Your instructions =>
Rewrite the items with "Query" renamed to "Label" and nothing else altered, leaving out the pictures.

Point placement items
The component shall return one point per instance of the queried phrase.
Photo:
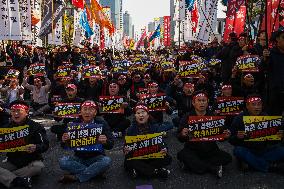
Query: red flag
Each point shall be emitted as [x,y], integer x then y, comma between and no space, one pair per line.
[281,14]
[234,18]
[167,31]
[194,18]
[240,19]
[78,3]
[272,17]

Problem solution =>
The component shall return one point per instance of the queried phrase.
Photo:
Label: red flag
Each point shall be emitted as [x,y], integer x then y, comma between and no space, one pair per line.
[281,14]
[234,18]
[167,31]
[194,18]
[240,19]
[78,3]
[272,17]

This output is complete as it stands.